→ DATA FOR REVIEW
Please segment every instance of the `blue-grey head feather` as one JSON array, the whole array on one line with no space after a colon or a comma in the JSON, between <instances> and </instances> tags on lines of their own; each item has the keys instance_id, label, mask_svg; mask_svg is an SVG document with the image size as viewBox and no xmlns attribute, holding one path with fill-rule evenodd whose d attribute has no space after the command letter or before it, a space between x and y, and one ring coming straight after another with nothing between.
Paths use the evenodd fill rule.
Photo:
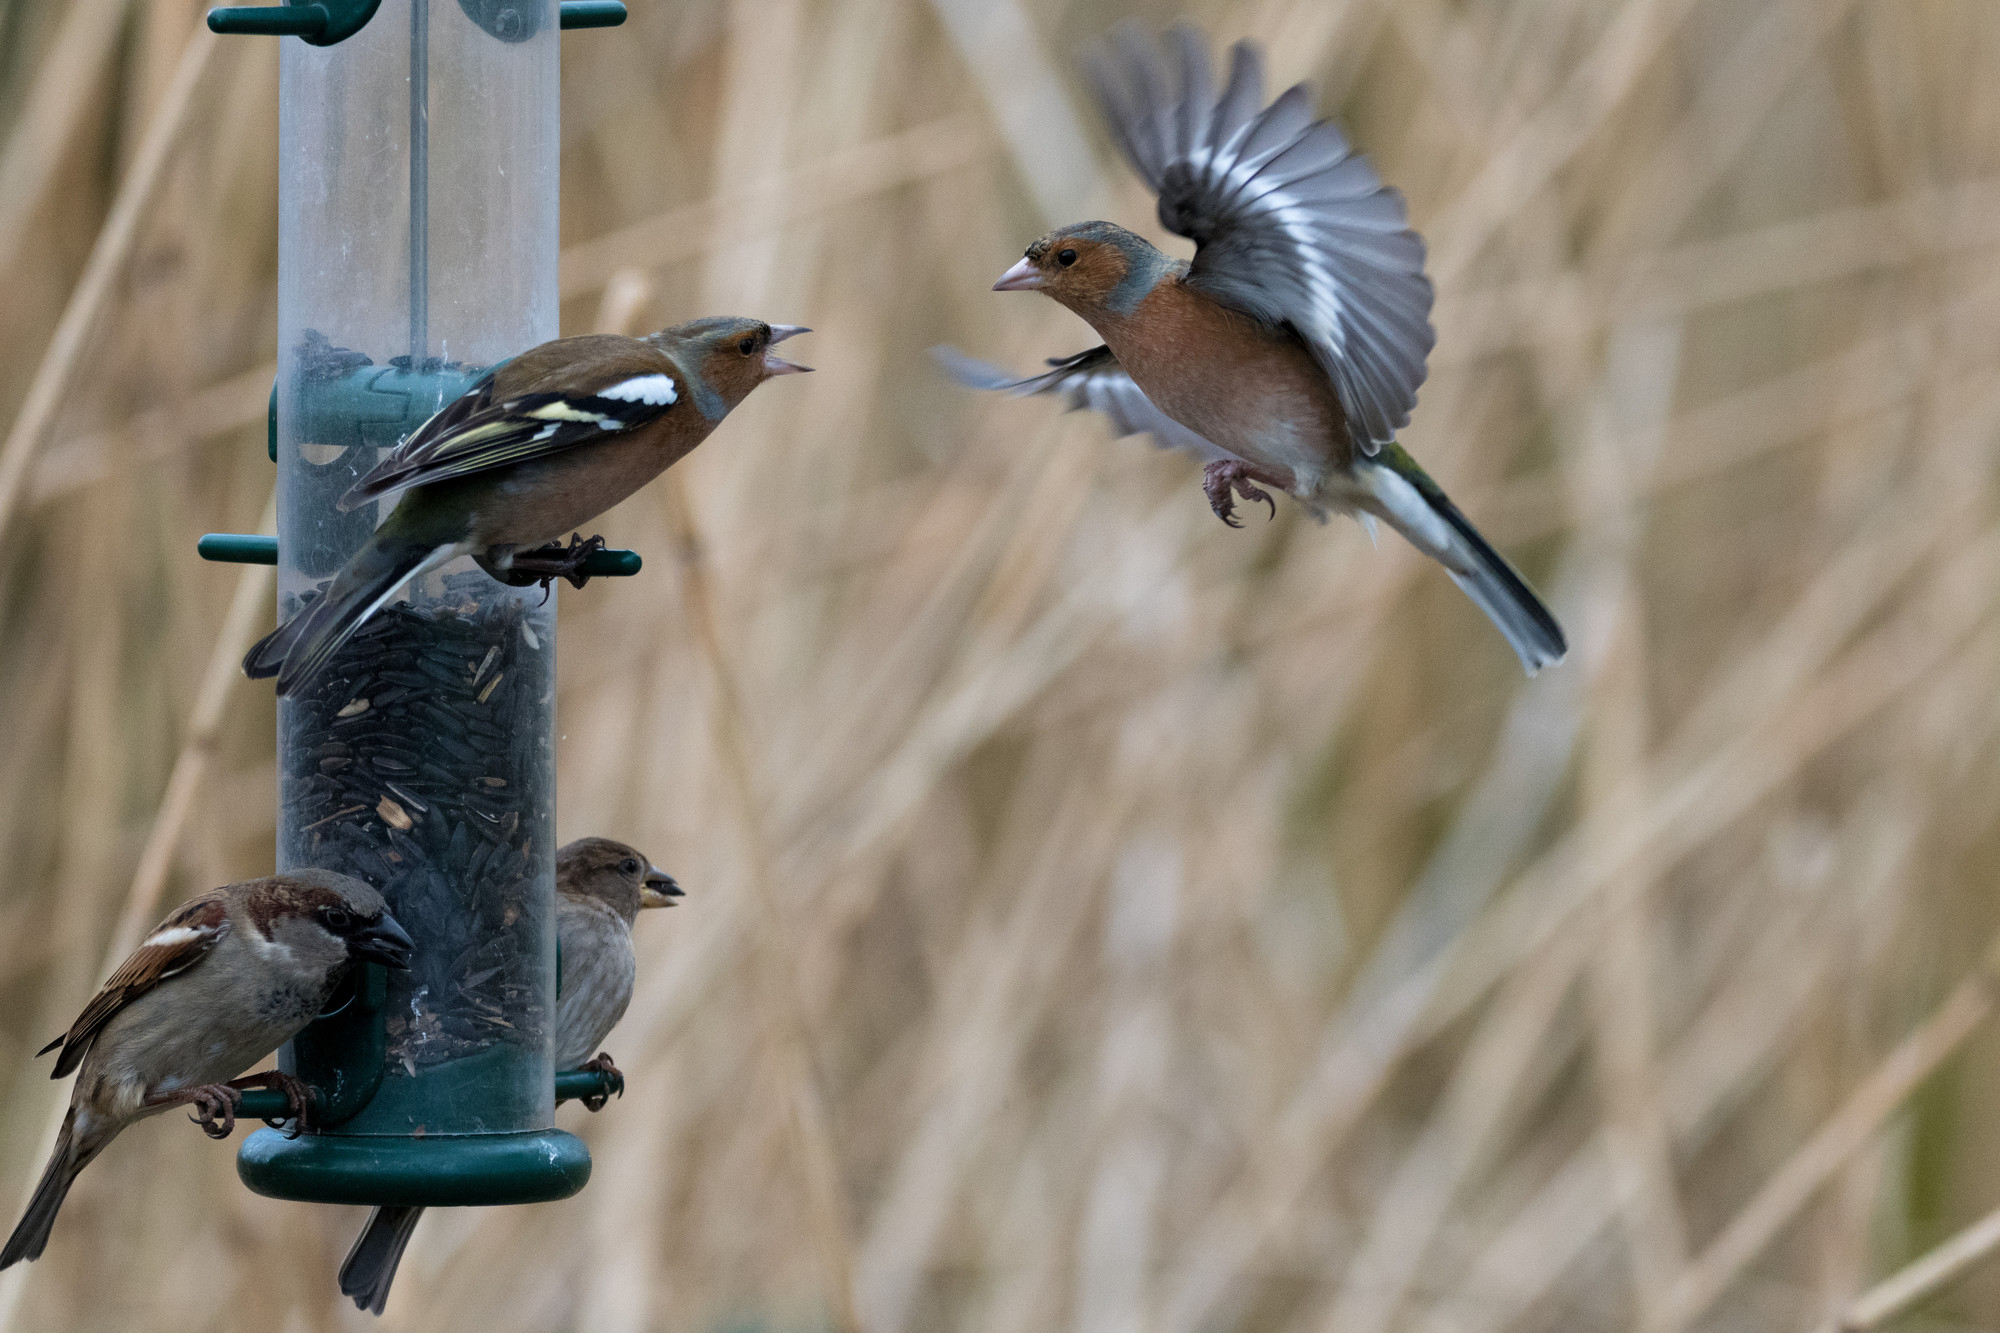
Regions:
<instances>
[{"instance_id":1,"label":"blue-grey head feather","mask_svg":"<svg viewBox=\"0 0 2000 1333\"><path fill-rule=\"evenodd\" d=\"M1059 227L1050 232L1035 246L1047 250L1064 240L1096 241L1115 247L1125 256L1125 276L1104 298L1105 306L1116 314L1129 315L1139 308L1139 302L1146 299L1146 293L1159 285L1183 261L1163 253L1151 241L1136 232L1130 232L1115 222L1078 222L1067 227ZM1040 252L1031 247L1030 257L1039 258Z\"/></svg>"}]
</instances>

→ HOW TO COMPLETE THIS TASK
The data above needs to be retyped exactly, with the images left out.

→ ANSWER SPACE
Please segment every instance of the `blue-grey head feather` as one JSON array, the whole array on one line with no space after a colon or a comma in the JSON, between <instances> and </instances> tags on lines of their own; each item has the keys instance_id, label, mask_svg; mask_svg is an SVG document with the image size as viewBox and no xmlns attribute, holding one path with fill-rule evenodd whose d attribute has no space after the command letter or before it, a space between x and y, and one ring coming straight after another with nothing between.
Paths use the evenodd fill rule.
Photo:
Regions:
<instances>
[{"instance_id":1,"label":"blue-grey head feather","mask_svg":"<svg viewBox=\"0 0 2000 1333\"><path fill-rule=\"evenodd\" d=\"M1059 227L1050 232L1035 246L1047 250L1064 240L1096 241L1115 247L1125 256L1125 276L1104 298L1105 306L1116 314L1129 315L1139 308L1139 302L1146 299L1146 293L1159 285L1183 261L1163 253L1151 241L1136 232L1130 232L1115 222L1078 222L1067 227ZM1040 252L1031 247L1030 257L1039 258Z\"/></svg>"}]
</instances>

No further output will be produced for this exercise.